● Task prompt
Reproduce the records below verbatim, from their beginning through the line that holds "top-left (206, 118), bottom-right (217, 154)", inclusive. Leave the pictures out of your reply.

[Stored dataset items]
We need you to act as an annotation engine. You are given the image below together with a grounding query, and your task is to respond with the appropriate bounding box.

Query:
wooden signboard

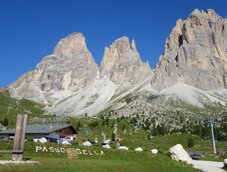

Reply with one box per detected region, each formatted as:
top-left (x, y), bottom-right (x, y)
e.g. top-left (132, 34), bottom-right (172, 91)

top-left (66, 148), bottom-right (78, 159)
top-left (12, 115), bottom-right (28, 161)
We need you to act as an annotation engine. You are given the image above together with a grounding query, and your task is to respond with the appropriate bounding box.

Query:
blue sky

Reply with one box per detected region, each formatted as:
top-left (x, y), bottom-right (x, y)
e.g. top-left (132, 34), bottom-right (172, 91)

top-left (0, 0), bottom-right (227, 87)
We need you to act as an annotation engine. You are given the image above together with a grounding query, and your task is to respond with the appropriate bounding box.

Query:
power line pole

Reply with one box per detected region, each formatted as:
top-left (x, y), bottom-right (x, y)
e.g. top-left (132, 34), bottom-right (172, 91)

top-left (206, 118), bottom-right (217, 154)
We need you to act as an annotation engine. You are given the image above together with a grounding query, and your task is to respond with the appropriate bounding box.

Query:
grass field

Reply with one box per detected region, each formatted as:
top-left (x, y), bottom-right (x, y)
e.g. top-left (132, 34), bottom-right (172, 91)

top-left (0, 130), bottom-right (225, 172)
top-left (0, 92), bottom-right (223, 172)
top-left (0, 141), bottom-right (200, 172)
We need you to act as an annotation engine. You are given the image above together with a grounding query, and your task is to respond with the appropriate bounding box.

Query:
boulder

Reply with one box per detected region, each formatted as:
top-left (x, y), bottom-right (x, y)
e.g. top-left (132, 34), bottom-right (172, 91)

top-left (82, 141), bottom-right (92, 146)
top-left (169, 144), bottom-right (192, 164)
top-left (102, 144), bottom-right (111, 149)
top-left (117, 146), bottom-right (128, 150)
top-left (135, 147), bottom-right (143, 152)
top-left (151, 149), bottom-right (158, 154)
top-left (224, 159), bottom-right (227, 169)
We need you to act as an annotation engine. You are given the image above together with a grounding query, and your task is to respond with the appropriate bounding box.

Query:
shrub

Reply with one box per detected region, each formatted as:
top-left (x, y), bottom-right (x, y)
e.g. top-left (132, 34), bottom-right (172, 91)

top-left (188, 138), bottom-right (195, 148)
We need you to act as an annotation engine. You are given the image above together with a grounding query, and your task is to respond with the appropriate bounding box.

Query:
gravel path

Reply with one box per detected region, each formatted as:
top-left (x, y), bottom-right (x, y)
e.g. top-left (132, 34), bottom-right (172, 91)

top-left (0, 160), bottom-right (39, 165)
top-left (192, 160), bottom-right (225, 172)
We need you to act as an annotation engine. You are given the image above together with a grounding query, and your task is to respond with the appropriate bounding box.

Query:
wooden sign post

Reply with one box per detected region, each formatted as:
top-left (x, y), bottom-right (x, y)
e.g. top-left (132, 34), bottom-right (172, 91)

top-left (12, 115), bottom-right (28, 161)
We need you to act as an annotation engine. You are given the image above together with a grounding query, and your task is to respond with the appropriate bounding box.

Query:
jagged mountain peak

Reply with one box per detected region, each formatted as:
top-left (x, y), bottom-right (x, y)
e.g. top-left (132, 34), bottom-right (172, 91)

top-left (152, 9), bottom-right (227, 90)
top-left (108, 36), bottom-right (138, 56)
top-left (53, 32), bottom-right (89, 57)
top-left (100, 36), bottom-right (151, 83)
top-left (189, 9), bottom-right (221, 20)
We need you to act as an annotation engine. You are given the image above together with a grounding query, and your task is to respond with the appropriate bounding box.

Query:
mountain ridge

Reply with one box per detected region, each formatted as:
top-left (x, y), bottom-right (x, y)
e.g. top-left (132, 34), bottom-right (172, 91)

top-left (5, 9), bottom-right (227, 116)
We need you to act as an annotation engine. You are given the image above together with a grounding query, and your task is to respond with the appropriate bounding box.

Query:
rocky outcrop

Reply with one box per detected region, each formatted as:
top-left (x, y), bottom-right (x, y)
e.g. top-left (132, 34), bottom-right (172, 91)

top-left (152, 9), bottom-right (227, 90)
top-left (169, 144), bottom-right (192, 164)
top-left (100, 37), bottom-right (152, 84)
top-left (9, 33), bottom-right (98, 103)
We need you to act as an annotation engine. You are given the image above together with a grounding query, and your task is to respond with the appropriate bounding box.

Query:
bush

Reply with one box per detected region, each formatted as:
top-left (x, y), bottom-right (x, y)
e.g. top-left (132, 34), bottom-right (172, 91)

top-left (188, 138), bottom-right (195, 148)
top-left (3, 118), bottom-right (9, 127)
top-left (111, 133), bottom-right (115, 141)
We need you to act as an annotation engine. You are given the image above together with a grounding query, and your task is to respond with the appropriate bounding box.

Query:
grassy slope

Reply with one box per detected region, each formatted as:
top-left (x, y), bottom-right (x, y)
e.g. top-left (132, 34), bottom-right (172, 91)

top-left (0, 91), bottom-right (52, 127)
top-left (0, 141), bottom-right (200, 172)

● Worked solution
We need you to act as an annotation engine. You are given the image below together with a grounding query, and your task is to respond with the appropriate bounding box.

Query:
wooden signboard


Reply with one box per detected region, each formatted as:
top-left (x, y), bottom-right (x, y)
e.g. top-left (132, 34), bottom-right (172, 91)

top-left (66, 148), bottom-right (78, 159)
top-left (12, 115), bottom-right (28, 161)
We need you to act as an annotation engine. You are given the image above together with a grounding query, and your task is to respond with the appropriate bounding box.

Query:
blue sky

Reply with one box per detected region, each formatted as:
top-left (x, y), bottom-right (x, y)
e.g. top-left (132, 34), bottom-right (172, 91)

top-left (0, 0), bottom-right (227, 87)
We need you to act as an annotation engine. You are given the image above together with a grounding query, and your task is to respond with the appropriate bounding box.

Query:
power line pole

Reply with one box per detected region, each formatted as:
top-left (x, y), bottom-right (x, y)
e.g. top-left (132, 34), bottom-right (172, 91)

top-left (206, 118), bottom-right (217, 154)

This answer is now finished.